Keep only the lines below that contain the string "painted", and copy each one.

--------

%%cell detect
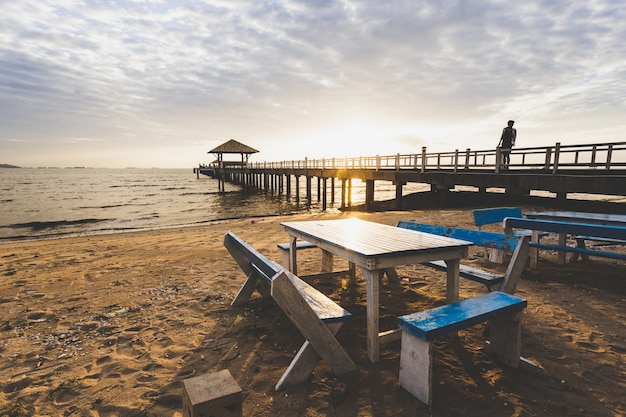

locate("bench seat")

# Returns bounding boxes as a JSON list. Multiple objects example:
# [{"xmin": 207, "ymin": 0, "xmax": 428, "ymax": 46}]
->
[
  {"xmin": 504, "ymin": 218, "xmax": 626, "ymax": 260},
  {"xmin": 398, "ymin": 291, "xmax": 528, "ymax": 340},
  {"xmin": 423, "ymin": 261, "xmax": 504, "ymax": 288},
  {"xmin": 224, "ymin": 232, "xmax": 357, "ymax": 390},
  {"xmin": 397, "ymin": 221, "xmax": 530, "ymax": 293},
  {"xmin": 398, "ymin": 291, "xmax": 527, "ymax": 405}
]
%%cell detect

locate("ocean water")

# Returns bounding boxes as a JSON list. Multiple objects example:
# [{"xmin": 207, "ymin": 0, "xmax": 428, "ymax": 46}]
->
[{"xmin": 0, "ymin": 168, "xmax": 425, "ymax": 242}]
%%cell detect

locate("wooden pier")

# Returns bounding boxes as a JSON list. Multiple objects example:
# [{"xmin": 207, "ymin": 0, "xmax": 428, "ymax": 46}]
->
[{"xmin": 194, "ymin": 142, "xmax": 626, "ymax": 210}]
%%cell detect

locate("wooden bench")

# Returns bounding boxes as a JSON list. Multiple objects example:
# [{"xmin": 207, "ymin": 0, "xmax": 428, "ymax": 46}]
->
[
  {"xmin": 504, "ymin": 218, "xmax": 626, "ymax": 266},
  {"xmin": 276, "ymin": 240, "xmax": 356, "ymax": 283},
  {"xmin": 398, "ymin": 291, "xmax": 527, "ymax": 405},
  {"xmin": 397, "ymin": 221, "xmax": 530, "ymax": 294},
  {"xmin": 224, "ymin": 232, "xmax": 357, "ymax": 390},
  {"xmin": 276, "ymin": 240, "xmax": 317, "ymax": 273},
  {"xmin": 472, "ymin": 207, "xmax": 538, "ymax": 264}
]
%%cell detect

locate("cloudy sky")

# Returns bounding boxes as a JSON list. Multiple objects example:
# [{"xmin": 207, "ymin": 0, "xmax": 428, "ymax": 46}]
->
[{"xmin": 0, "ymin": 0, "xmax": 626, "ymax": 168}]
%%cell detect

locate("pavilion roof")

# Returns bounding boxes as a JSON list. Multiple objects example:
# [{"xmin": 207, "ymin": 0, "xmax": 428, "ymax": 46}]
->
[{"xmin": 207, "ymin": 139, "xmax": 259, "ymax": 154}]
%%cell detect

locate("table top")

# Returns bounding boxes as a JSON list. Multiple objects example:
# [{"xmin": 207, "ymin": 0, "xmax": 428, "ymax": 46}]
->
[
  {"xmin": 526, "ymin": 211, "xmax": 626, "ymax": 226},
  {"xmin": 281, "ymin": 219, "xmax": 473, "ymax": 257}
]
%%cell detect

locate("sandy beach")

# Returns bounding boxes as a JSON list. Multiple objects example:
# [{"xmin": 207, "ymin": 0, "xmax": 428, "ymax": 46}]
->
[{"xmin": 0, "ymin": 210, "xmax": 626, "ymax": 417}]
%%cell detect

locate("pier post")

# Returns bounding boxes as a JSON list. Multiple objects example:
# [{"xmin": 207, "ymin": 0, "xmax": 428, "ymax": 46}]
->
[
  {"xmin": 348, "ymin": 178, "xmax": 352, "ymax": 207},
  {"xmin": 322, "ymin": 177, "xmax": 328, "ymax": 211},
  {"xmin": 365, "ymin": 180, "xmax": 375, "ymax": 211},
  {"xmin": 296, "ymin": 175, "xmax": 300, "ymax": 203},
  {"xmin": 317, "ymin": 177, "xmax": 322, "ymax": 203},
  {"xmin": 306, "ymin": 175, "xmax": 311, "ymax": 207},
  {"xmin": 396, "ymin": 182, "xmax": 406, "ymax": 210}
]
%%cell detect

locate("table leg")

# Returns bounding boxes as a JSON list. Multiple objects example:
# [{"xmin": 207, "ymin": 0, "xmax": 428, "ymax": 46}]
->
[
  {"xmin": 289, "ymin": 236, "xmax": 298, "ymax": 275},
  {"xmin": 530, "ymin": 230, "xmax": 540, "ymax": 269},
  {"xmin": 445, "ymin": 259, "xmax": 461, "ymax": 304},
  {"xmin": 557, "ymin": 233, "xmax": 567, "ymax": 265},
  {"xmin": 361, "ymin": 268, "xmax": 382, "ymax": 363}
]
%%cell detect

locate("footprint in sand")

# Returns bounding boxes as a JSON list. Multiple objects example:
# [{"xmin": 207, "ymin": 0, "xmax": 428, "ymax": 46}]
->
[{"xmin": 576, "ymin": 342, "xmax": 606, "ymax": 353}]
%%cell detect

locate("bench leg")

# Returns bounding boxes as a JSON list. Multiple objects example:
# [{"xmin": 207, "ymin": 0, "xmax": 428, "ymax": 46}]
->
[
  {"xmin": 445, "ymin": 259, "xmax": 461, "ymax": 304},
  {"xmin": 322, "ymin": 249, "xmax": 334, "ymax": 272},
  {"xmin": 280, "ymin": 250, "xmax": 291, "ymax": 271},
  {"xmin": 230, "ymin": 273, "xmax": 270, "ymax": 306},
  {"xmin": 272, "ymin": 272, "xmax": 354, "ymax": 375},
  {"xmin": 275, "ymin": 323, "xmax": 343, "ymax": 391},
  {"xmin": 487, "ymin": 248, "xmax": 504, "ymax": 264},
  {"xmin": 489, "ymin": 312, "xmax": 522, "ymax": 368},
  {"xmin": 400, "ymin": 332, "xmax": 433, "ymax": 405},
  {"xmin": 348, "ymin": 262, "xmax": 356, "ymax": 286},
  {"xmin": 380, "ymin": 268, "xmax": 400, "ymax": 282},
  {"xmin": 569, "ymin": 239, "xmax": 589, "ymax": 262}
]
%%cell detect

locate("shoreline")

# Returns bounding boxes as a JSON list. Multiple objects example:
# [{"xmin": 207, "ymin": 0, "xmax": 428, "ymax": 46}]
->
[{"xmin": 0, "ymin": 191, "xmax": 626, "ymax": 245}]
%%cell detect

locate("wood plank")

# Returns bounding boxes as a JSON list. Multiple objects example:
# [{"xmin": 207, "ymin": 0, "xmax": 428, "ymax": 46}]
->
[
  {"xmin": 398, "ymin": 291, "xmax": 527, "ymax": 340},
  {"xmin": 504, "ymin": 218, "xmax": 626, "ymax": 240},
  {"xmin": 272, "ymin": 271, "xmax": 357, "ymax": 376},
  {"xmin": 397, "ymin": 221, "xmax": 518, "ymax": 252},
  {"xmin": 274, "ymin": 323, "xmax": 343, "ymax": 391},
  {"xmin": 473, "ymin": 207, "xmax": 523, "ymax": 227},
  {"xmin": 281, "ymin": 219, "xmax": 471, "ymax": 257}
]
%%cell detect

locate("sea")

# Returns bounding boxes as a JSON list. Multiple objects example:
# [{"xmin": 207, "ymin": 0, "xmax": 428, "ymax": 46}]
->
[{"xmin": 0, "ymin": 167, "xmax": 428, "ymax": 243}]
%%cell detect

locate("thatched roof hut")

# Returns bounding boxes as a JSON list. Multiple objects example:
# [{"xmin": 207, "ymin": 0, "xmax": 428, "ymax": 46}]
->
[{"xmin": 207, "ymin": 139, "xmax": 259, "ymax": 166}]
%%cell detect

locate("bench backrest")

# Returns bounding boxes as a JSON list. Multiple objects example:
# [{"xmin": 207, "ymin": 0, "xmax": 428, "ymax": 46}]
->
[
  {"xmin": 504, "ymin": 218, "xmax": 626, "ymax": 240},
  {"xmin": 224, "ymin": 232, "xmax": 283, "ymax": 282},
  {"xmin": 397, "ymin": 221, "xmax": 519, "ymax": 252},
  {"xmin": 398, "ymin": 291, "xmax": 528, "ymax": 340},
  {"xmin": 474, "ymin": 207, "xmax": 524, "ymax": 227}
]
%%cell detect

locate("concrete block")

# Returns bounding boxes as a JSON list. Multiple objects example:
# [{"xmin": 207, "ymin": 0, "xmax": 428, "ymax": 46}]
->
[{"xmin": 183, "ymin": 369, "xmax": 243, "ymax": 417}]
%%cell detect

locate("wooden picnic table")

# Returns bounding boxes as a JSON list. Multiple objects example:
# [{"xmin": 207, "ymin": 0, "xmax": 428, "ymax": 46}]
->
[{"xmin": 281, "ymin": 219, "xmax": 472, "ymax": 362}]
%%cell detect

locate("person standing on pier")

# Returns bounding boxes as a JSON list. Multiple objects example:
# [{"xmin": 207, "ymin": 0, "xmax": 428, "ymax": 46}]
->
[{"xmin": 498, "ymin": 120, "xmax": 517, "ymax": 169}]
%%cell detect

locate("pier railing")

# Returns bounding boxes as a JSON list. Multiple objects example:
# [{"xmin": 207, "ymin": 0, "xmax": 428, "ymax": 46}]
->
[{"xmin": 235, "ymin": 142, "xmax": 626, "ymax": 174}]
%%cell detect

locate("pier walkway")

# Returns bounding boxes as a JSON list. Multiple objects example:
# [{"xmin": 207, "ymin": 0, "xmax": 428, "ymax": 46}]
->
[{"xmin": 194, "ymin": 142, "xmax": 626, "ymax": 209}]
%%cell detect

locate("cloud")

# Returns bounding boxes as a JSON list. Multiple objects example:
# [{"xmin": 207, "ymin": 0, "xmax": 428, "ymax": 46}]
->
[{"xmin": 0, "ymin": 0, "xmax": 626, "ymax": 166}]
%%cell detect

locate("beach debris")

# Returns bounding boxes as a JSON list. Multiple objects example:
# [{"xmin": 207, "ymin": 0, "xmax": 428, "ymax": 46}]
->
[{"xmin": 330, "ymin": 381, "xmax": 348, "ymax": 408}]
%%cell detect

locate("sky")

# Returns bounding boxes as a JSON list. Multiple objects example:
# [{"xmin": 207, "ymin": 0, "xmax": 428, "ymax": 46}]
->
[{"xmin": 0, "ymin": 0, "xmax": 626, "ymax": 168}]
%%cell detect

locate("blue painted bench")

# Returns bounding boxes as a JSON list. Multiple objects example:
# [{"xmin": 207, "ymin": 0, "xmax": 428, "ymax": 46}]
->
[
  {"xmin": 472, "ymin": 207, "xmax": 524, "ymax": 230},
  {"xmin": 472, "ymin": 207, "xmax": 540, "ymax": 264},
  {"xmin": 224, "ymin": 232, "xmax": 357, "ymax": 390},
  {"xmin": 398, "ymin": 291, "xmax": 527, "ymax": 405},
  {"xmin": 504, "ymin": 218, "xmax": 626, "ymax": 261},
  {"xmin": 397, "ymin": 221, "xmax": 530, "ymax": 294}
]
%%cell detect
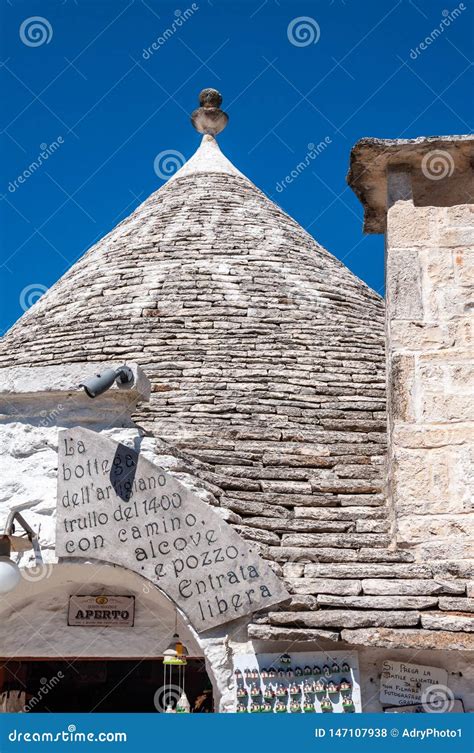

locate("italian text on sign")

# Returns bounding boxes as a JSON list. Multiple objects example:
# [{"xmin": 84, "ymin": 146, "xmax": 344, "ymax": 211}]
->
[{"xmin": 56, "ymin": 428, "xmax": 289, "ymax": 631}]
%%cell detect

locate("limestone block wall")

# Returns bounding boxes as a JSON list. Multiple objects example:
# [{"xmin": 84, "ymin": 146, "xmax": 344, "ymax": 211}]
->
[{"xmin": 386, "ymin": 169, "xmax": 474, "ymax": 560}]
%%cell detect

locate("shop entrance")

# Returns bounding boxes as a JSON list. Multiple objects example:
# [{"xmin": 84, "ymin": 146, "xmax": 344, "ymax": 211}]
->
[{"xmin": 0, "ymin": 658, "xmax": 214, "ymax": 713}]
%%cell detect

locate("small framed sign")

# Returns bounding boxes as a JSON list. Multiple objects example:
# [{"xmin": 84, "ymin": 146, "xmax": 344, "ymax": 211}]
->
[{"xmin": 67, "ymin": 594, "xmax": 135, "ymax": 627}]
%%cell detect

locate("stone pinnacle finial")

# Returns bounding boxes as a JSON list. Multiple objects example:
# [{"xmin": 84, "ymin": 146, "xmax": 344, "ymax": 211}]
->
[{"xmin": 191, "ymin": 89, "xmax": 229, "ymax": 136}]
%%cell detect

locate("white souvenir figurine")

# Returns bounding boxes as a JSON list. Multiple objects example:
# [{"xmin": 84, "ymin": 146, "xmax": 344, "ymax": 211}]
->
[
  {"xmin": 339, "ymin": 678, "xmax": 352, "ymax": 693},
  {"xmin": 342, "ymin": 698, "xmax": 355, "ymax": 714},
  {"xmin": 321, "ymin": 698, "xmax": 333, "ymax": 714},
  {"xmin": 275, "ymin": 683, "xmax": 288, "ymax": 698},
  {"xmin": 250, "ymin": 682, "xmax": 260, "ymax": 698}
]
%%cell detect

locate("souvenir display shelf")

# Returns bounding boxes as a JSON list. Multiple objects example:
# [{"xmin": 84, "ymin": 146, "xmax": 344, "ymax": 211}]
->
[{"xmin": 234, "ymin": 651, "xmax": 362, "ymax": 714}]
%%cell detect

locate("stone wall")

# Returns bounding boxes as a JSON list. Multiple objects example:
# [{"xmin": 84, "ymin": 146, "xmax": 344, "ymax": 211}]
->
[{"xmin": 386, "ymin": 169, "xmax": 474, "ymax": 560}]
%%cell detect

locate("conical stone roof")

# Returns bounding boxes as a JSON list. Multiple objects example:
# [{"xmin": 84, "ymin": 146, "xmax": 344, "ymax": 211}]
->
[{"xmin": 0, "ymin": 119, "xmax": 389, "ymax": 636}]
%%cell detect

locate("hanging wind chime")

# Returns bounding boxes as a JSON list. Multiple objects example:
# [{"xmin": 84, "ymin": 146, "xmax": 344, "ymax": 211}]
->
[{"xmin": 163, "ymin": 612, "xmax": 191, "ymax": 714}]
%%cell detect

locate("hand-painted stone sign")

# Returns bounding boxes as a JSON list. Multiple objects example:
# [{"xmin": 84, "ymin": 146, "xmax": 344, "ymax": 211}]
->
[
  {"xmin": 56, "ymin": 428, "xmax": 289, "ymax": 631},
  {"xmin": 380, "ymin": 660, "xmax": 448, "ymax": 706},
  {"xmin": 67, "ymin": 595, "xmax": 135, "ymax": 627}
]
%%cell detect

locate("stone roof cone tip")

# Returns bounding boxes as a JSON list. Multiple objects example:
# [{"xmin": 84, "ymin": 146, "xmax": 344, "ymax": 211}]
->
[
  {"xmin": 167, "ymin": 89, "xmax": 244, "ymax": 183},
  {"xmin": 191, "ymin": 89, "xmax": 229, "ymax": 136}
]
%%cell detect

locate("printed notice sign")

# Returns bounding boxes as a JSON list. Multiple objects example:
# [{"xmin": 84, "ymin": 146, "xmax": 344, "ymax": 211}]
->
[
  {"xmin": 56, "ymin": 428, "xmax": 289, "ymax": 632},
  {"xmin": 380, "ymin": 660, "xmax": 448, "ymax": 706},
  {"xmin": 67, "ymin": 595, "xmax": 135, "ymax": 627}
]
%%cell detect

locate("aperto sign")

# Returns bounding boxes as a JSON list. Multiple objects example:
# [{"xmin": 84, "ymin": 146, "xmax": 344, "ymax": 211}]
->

--------

FULL SOLUTION>
locate("blue painted bench")
locate("hand-painted stone sign")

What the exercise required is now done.